[Goal] Update the material by changing every "you can see" to "that is visible" and leaving all else unchanged. Leave the pictures out of your answer.

Image annotation data
※ ※ ※

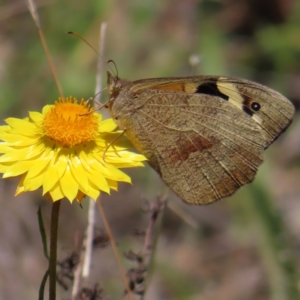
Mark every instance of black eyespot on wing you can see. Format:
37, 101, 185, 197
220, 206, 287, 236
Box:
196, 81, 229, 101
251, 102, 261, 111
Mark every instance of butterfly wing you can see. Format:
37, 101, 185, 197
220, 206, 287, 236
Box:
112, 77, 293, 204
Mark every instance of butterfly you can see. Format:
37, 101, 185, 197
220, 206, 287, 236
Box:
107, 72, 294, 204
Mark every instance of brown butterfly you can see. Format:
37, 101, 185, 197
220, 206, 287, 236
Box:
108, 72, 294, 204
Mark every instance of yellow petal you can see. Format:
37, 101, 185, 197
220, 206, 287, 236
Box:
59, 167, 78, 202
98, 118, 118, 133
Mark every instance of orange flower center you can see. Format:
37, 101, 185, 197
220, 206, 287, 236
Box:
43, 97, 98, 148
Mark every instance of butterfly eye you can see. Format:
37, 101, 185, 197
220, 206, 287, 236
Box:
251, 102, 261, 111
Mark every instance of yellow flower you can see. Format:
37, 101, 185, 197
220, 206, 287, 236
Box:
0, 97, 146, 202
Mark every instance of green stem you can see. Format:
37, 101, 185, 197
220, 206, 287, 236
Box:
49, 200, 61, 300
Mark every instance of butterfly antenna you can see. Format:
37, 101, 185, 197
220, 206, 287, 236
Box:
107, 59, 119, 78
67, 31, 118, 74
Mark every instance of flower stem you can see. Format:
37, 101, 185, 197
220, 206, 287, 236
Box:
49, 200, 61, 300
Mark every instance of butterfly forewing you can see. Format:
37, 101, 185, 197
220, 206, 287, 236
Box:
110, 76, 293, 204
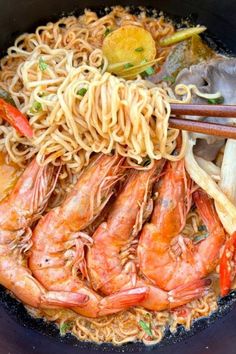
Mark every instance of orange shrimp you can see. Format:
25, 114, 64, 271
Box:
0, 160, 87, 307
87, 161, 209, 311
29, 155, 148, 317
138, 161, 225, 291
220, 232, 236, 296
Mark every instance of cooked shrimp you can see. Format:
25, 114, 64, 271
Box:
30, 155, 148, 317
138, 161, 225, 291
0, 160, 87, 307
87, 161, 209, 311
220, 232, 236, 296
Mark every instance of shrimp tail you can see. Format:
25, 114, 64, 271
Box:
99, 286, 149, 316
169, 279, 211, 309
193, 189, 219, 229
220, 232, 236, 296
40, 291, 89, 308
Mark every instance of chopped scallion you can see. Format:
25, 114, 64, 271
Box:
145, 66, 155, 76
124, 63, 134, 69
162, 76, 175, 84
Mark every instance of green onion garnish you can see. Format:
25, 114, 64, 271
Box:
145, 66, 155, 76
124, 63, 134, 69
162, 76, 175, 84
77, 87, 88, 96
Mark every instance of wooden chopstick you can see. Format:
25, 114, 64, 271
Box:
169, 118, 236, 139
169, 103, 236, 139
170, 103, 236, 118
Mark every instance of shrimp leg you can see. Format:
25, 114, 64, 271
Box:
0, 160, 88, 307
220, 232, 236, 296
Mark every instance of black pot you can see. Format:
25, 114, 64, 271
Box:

※ ※ ※

[Problem solution]
Mark every instance of black eyespot on wing that is visible. Format:
37, 101, 185, 197
220, 206, 287, 236
Box:
196, 81, 229, 101
251, 102, 261, 111
Mark every instance of butterfly wing that is visible. Format:
37, 101, 185, 197
220, 206, 287, 236
Box:
112, 77, 293, 204
Mark every instance of butterfly that is visible. Format:
37, 101, 185, 197
220, 206, 287, 236
Box:
107, 72, 294, 204
Mark every instance of brown butterfly that is visible. Format:
37, 101, 185, 197
220, 206, 287, 236
Box:
108, 72, 294, 204
Mark every instance of yellow petal that is visible. Format:
37, 101, 185, 197
220, 206, 287, 236
Box:
59, 167, 78, 202
98, 118, 118, 133
Mark every instance of orange flower center that is visible. Format:
37, 101, 185, 197
220, 206, 287, 236
Box:
43, 97, 98, 148
Mark every instance of butterfly eye that is visible. Format:
37, 101, 185, 197
220, 206, 287, 236
Box:
251, 102, 261, 111
Mark every instance of yellow flower that is visible. Format:
37, 101, 185, 197
220, 206, 287, 236
Box:
0, 97, 146, 202
Mark every instance of green stem that is visible. Format:
37, 101, 185, 197
220, 206, 287, 236
Box:
49, 200, 61, 300
Mark every instance of butterfly antenna that is visible. Format:
37, 101, 185, 197
220, 206, 287, 236
Box:
107, 59, 119, 78
67, 31, 118, 74
Mark every instance of flower stem that is visible. Format:
37, 101, 185, 197
220, 206, 287, 236
Box:
49, 200, 61, 300
Mark every instance of butterfly forewing that is visible. Format:
37, 101, 185, 197
220, 206, 287, 236
Box:
110, 76, 293, 204
Mark every instance of orange shrimp that is visible. Format:
25, 114, 64, 271
Box:
0, 160, 87, 307
87, 161, 209, 311
29, 155, 148, 317
138, 161, 225, 291
220, 232, 236, 296
Mark every instance of cooked shrimp that is visible. Format:
25, 114, 64, 271
Box:
30, 155, 148, 317
138, 161, 225, 291
0, 160, 87, 307
87, 161, 209, 311
220, 232, 236, 296
Mark every instance of shrimp tail that is visible. Format:
25, 114, 64, 271
Box:
99, 286, 149, 316
169, 279, 211, 309
193, 189, 219, 229
220, 232, 236, 296
40, 291, 89, 308
Mark every instance of chopped scallion that is visible. Format:
25, 114, 64, 271
Box:
145, 66, 155, 76
124, 63, 134, 69
162, 76, 175, 84
Mark every instance of green onion garnish that is visible. Format:
25, 114, 64, 271
Box:
145, 66, 155, 76
124, 63, 134, 69
162, 76, 175, 84
77, 87, 88, 96
Mark every instance of wooden chopstick that is visible. Format:
25, 114, 64, 271
Box:
169, 118, 236, 139
169, 103, 236, 139
170, 103, 236, 118
Mark every instance of shrimp leg that is visible. Format:
25, 114, 64, 271
Box:
0, 160, 88, 307
220, 232, 236, 296
Mark every instance of black pot that is visible. Format:
25, 114, 64, 271
Box:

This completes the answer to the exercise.